╭─ TEXTE DE LECTURE

En janvier 1850, le compositeur se lance dans le scénario de Wieland le Forgeron, une œuvre qu’il destine à la scène de l’Opéra de Paris. Et comme le compositeur n’est pas certain de se faire un nom en créant lui-même la musique, il en propose la composition à Hector Berlioz et à Franz Liszt. Tous deux, aimablement, déclinent cette proposition de collaboration.
Wagner se rend néanmoins à Paris pour tenter de faire aboutir ses différents projets d’opéras ou de symphonies. Paris n’est pas si loin de Bordeaux, et c’est toujours en quête de soutien et de (riches) protecteurs que Wagner répond à l’invitation qui lui a été faite par la jeune Jessie Laussot, rencontrée quelques années auparavant à Dresde. La jeune femme, née Taylor d’une riche famille anglaise, épouse d’un négociant en vins à Bordeaux, est une wagnérienne enthousiaste “de la première heure”. Par ailleurs, sa mère, également sous le charme de la musique de Wagner, a promis à celui-ci un soutien financier conséquent. Mais entre le compositeur en exil et malheureux en ménage (son mariage avec Minna lui est de plus en plus insupportable) et la jeune wagnérienne exaltée, l’offre de séjour se transforme rapidement en “idylle bordelaise”: tous deux ébauchent des plans d’évasion des plus romanesques. Mais Eugène Laussot n’est pas un époux complaisant : en mai 1850, le mari emmène sa femme à la campagne et profite de cette absence pour faire expulser Richard Wagner, toujours recherché par les forces de police au-delà même des frontières de Prusse, et honni en tant que dangereux activiste. Quant à Madame Taylor, elle retire son offre de soutien financier. Fin de l’aventure bordelaise.

╰─
╭─ DONNÉES FOURNIES

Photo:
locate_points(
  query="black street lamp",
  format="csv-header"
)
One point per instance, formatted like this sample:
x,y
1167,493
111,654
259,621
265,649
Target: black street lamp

╰─

QUESTION COURTE 1
Répondez à ces questions sur le texte consacré à Wagner :
(a) À qui Wagner propose-t-il de composer la musique de Wieland le Forgeron ?
(b) Dans quelle ville Wagner avait-il rencontré Jessie Laussot ?
(c) Qui fait expulser Wagner de Bordeaux, et en quel mois ?
QUESTION COURTE 2
Reprenez le récit du séjour de Wagner à Bordeaux et prolongez-le après sa dernière phrase.

RÉPONSE RÉDIGÉE 1
(a) À Hector Berlioz et à Franz Liszt.
(b) À Dresde.
(c) Eugène Laussot, en mai 1850.

RÉPONSE RÉDIGÉE 2
Wagner retourne donc à Zurich où la vie d’exilé semble plus calme. Mais le compositeur intérieurement bouillonne… tant de rage contre ses “prétendus amis” (qui ne lui ont pas été d’une aide aussi manifeste que promise) que de force créatrice intérieure. Exaspéré par la prédominance de Meyerbeer qui règne en maître absolu sur la vie culturelle en France (et en Europe…), Richard Wagner rédige le pamphlet en août 1850, Du Judaïsme dans la Musique (Das Judentum in der Musik). S’étant vu offrir la direction du théâtre de Zürich, Richard Wagner esquisse en mai 1851 le scénario du Jeune Siegfried, la première partie d’un drame inspiré par la Chanson des Nibelungen. Zürich, terre d’exilés de toutes conditions et origines, ville de libre expression, se révèle terrain de rencontres marquantes pour le compositeur. À partir de 1852, il fait la connaissance du couple de publicistes et poètes François et Eliza Wille qui deviennent rapidement ses fidèles amis, du jeune Hans von Bülow qui commence une timide carrière au poste de chef d’orchestre à Zurich, ainsi que de Otto Wesendonck, futur mécène, et de son épouse Mathilde… future muse.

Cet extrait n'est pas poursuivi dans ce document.